• **Поставленная задача**
Перепишите без изменений из приведенных ниже записей всё, начиная со строки, содержащей «Could you kindly segment every instance of the athletic», и вниз до строки, содержащей «141L144 141L140 143L140», включая обе эти строки.

------

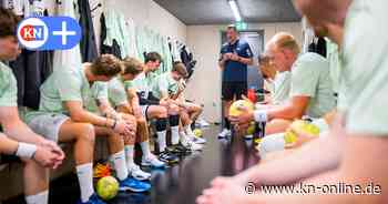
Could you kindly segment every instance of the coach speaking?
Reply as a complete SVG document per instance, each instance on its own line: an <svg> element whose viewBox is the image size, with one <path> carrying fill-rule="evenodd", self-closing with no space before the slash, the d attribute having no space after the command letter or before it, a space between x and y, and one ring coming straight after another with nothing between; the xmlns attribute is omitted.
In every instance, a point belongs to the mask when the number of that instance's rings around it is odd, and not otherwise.
<svg viewBox="0 0 388 204"><path fill-rule="evenodd" d="M235 26L226 30L227 42L221 49L218 65L223 71L222 100L224 106L224 130L218 137L231 135L228 110L234 100L239 100L247 92L247 65L253 64L253 53L249 44L238 38Z"/></svg>

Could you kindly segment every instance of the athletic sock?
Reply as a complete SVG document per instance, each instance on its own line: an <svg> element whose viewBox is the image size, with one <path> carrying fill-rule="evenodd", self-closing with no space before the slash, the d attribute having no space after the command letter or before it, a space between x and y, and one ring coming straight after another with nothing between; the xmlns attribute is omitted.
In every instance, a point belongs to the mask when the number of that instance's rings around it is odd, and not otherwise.
<svg viewBox="0 0 388 204"><path fill-rule="evenodd" d="M195 135L193 130L192 130L192 126L190 124L187 126L185 126L184 129L185 129L188 136Z"/></svg>
<svg viewBox="0 0 388 204"><path fill-rule="evenodd" d="M181 143L182 143L182 145L187 146L188 145L188 140L187 140L186 133L184 131L181 131L180 135L181 135Z"/></svg>
<svg viewBox="0 0 388 204"><path fill-rule="evenodd" d="M227 129L227 130L231 130L231 121L229 119L227 119L227 116L224 118L224 128Z"/></svg>
<svg viewBox="0 0 388 204"><path fill-rule="evenodd" d="M83 203L88 202L90 196L94 194L93 188L93 164L82 164L75 166L78 180L81 190L81 201Z"/></svg>
<svg viewBox="0 0 388 204"><path fill-rule="evenodd" d="M125 163L125 153L120 151L115 154L112 154L114 169L116 171L116 176L120 181L123 181L127 177L127 169Z"/></svg>
<svg viewBox="0 0 388 204"><path fill-rule="evenodd" d="M180 126L171 128L171 143L176 145L180 143Z"/></svg>
<svg viewBox="0 0 388 204"><path fill-rule="evenodd" d="M150 141L144 141L140 143L140 146L142 147L143 157L150 157L151 151L150 151Z"/></svg>
<svg viewBox="0 0 388 204"><path fill-rule="evenodd" d="M133 166L133 155L134 155L134 145L127 144L124 146L125 149L125 161L126 161L126 167L130 170L131 166Z"/></svg>
<svg viewBox="0 0 388 204"><path fill-rule="evenodd" d="M164 152L166 145L166 131L156 132L157 134L157 144L159 144L159 152Z"/></svg>
<svg viewBox="0 0 388 204"><path fill-rule="evenodd" d="M48 204L49 203L49 191L38 193L35 195L25 196L27 204Z"/></svg>

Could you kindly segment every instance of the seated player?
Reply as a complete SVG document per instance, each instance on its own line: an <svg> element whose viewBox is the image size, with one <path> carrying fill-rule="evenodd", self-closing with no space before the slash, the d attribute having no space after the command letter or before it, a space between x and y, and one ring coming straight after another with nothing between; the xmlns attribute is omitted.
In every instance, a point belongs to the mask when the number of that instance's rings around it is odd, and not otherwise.
<svg viewBox="0 0 388 204"><path fill-rule="evenodd" d="M74 142L75 169L81 188L80 203L101 203L93 190L94 137L106 136L120 190L144 192L150 184L129 177L123 136L134 136L135 123L101 116L95 100L104 90L92 84L106 82L122 71L120 60L111 54L99 57L93 63L69 63L57 68L41 86L38 112L27 115L29 126L55 142ZM95 93L98 92L98 93Z"/></svg>
<svg viewBox="0 0 388 204"><path fill-rule="evenodd" d="M265 84L269 85L269 98L267 95L265 104L278 105L288 100L290 90L290 67L286 67L288 70L277 69L273 61L268 57L262 57L259 59L259 65L264 75Z"/></svg>
<svg viewBox="0 0 388 204"><path fill-rule="evenodd" d="M178 81L185 75L187 75L185 65L182 62L174 62L173 69L170 72L165 72L156 76L153 84L152 93L160 101L166 102L165 106L167 108L167 110L178 109L178 114L176 115L176 118L178 119L180 115L182 115L181 119L185 131L191 133L192 136L194 136L194 133L191 129L191 120L188 118L188 114L186 113L185 109L180 108L184 104L180 103L176 100L176 94L178 91ZM180 147L180 140L183 146L188 147L192 151L198 151L203 147L202 145L192 142L191 139L186 137L186 134L175 135L172 133L172 149Z"/></svg>
<svg viewBox="0 0 388 204"><path fill-rule="evenodd" d="M153 72L155 72L162 62L157 52L150 52L145 57L144 70L136 78L124 80L124 88L129 95L130 104L136 118L146 120L156 120L156 134L159 145L159 159L165 163L178 162L177 155L166 150L166 129L167 118L170 121L172 135L178 135L178 108L167 111L166 101L157 100L152 95ZM169 116L170 115L170 116ZM142 162L143 165L150 165L150 162Z"/></svg>
<svg viewBox="0 0 388 204"><path fill-rule="evenodd" d="M140 167L134 163L134 143L139 142L143 152L142 165L152 167L164 167L165 163L157 160L150 150L150 133L149 125L145 116L141 112L134 112L134 108L139 108L139 101L133 101L137 98L135 92L127 92L124 88L124 81L134 80L144 69L144 64L134 58L125 58L123 61L123 72L120 76L114 78L108 82L108 93L110 103L121 113L135 114L137 121L137 135L136 141L124 140L125 155L127 169L132 172L134 177L150 177L151 174L142 172ZM132 103L130 103L130 101ZM133 105L132 105L133 104ZM111 112L114 113L114 110Z"/></svg>
<svg viewBox="0 0 388 204"><path fill-rule="evenodd" d="M361 2L361 1L359 1ZM363 1L364 2L364 1ZM316 1L316 0L294 0L294 3L297 4L304 14L307 16L309 22L314 26L316 33L327 34L330 40L335 41L337 44L341 44L343 32L344 32L344 22L347 10L351 0L344 1ZM386 4L385 1L380 1L381 4ZM363 4L367 6L367 4ZM356 7L355 7L356 8ZM372 7L377 9L378 7ZM369 4L368 10L364 11L366 13L375 13L370 12L371 7ZM361 12L361 10L357 10ZM384 9L379 9L379 11L384 12ZM357 12L353 11L353 14ZM371 14L372 16L372 14ZM371 17L369 16L369 17ZM363 18L358 18L363 19ZM374 21L375 22L375 21ZM380 23L379 26L382 26ZM358 27L354 27L357 29ZM351 32L354 33L354 32ZM359 35L363 38L364 35ZM346 40L346 38L345 38ZM361 39L354 39L355 43L351 44L360 44ZM356 43L358 42L358 43ZM366 44L370 44L369 41ZM385 42L385 44L387 44ZM346 47L345 47L346 48ZM358 47L357 47L358 48ZM365 47L367 48L367 47ZM365 50L365 49L356 49L356 50ZM374 51L375 52L375 51ZM360 54L365 54L364 52L359 52ZM379 52L381 53L381 52ZM386 55L386 54L382 54ZM384 59L384 58L379 58ZM359 61L358 61L359 63ZM369 62L370 63L370 62ZM356 67L348 68L349 70L354 70ZM359 67L364 69L365 67ZM366 69L368 70L368 69ZM382 72L379 72L382 73ZM341 74L346 74L345 72ZM361 74L365 74L363 71ZM374 74L370 74L374 75ZM369 78L368 78L369 79ZM381 78L382 79L382 78ZM381 80L379 80L381 82ZM347 83L346 81L341 81L341 85ZM380 83L385 84L385 83ZM363 83L365 85L365 83ZM348 96L348 88L343 86L339 90L339 99L345 99L341 95ZM359 91L355 92L359 94ZM371 93L372 94L372 93ZM377 98L375 98L377 99ZM371 101L368 101L370 103ZM376 102L374 104L381 104L381 101ZM344 106L339 105L344 103ZM366 103L365 103L366 104ZM347 109L348 106L347 99L345 101L338 101L338 112L336 113L336 120L331 122L330 132L327 137L314 140L300 149L296 150L292 155L287 155L280 160L270 161L268 163L264 163L263 165L256 165L234 177L218 177L212 182L212 188L205 190L203 196L197 198L198 204L215 204L215 203L227 203L223 201L228 201L228 203L248 203L249 198L253 203L354 203L354 201L361 201L361 203L384 203L381 195L374 196L359 196L355 197L355 195L327 195L327 196L317 196L316 194L312 195L285 195L285 194L274 194L273 196L264 195L259 192L254 196L247 197L244 195L243 186L246 185L247 182L255 182L256 185L284 185L296 183L300 180L304 183L309 183L314 185L327 184L333 185L338 182L348 182L351 185L364 185L365 180L360 180L359 177L374 177L374 181L379 180L380 182L385 180L385 173L387 167L382 162L376 162L377 160L384 160L384 154L381 154L382 150L386 150L386 144L384 144L384 140L380 139L381 135L386 134L384 131L381 132L382 119L380 121L374 120L374 124L379 124L378 129L372 132L371 126L368 123L364 125L358 125L357 128L360 130L348 133L345 130L345 121L340 115L343 114L343 108ZM370 104L369 104L370 105ZM360 105L359 108L365 108L368 105ZM370 118L370 110L367 111L368 119ZM376 112L375 112L376 114ZM382 113L386 114L386 113ZM363 115L365 116L365 115ZM347 118L347 121L359 120L363 116L357 118ZM363 124L363 123L359 123ZM349 128L346 128L349 129ZM353 128L355 129L355 128ZM365 130L368 130L365 132ZM365 133L360 133L360 132ZM385 131L387 132L387 131ZM351 134L351 136L350 136ZM375 136L372 136L375 134ZM380 136L377 136L380 135ZM370 140L370 142L368 142ZM375 144L370 144L375 143ZM380 143L380 145L379 145ZM381 144L382 143L382 144ZM351 147L357 145L358 149ZM365 145L372 146L369 151L364 151L364 154L357 154L357 152L365 149ZM344 147L346 146L346 147ZM377 150L375 150L377 149ZM323 153L324 152L324 153ZM371 153L370 153L371 152ZM367 155L365 155L367 154ZM324 156L323 156L324 155ZM318 160L319 159L319 160ZM368 166L365 166L365 163L360 166L360 160L368 163ZM369 161L369 162L368 162ZM293 164L293 165L288 165ZM357 164L357 165L356 165ZM284 167L287 165L287 167ZM351 166L350 166L351 165ZM359 171L363 170L363 171ZM319 175L320 174L320 175ZM330 177L333 180L327 180ZM308 178L308 180L306 180ZM384 185L386 185L385 182ZM241 193L236 190L241 188ZM227 195L227 196L225 196ZM363 197L363 198L361 198ZM374 200L375 202L371 202Z"/></svg>
<svg viewBox="0 0 388 204"><path fill-rule="evenodd" d="M2 62L14 60L20 52L17 26L18 17L0 8L0 154L16 155L23 161L27 204L48 204L45 173L49 169L57 169L64 154L55 143L32 132L19 118L17 80L11 69Z"/></svg>
<svg viewBox="0 0 388 204"><path fill-rule="evenodd" d="M180 65L183 65L183 64L180 64ZM203 109L198 104L186 101L183 93L185 89L186 89L186 82L184 79L181 79L177 82L177 93L172 96L175 100L175 104L177 104L181 108L181 112L180 112L181 124L182 123L185 124L184 126L181 128L181 131L180 131L181 140L187 139L188 141L197 144L204 144L206 143L206 140L203 137L195 136L192 130L193 122L198 119ZM183 143L187 144L187 142L183 142Z"/></svg>
<svg viewBox="0 0 388 204"><path fill-rule="evenodd" d="M284 132L294 120L304 115L317 119L335 108L329 63L326 59L309 52L299 55L296 40L284 32L272 38L265 53L276 69L292 70L289 99L280 105L264 106L256 111L256 115L251 113L232 118L234 123L253 121L255 118L256 121L267 122L266 134L273 134Z"/></svg>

------

• **Итог задания**
Could you kindly segment every instance of the athletic sock?
Reply as a complete SVG document per instance, each instance on its own line: an <svg> element whose viewBox is the image size, with one <path> carrying fill-rule="evenodd", self-closing with no space before the slash, the d attribute having no space after the command letter or before it, a space between x and y, and one ring coming straight after another with nothing between; the xmlns attribute is omitted.
In every instance, a point belongs to the mask when the number of that instance's rings around it is odd, and not otherwise.
<svg viewBox="0 0 388 204"><path fill-rule="evenodd" d="M195 135L193 130L192 130L192 126L190 124L187 126L185 126L184 129L185 129L188 136Z"/></svg>
<svg viewBox="0 0 388 204"><path fill-rule="evenodd" d="M181 143L182 143L182 145L187 146L188 145L188 140L187 140L186 133L184 131L181 131L180 135L181 135Z"/></svg>
<svg viewBox="0 0 388 204"><path fill-rule="evenodd" d="M227 129L227 130L231 130L231 121L229 119L227 119L227 116L224 118L224 128Z"/></svg>
<svg viewBox="0 0 388 204"><path fill-rule="evenodd" d="M83 203L88 202L90 196L94 194L93 188L93 164L82 164L75 166L78 180L81 190L81 201Z"/></svg>
<svg viewBox="0 0 388 204"><path fill-rule="evenodd" d="M125 163L125 153L120 151L115 154L112 154L114 169L116 171L116 176L120 181L123 181L127 177L127 169Z"/></svg>
<svg viewBox="0 0 388 204"><path fill-rule="evenodd" d="M180 126L171 128L171 143L176 145L180 143Z"/></svg>
<svg viewBox="0 0 388 204"><path fill-rule="evenodd" d="M150 141L144 141L140 143L140 146L142 147L143 157L150 157L151 151L150 151Z"/></svg>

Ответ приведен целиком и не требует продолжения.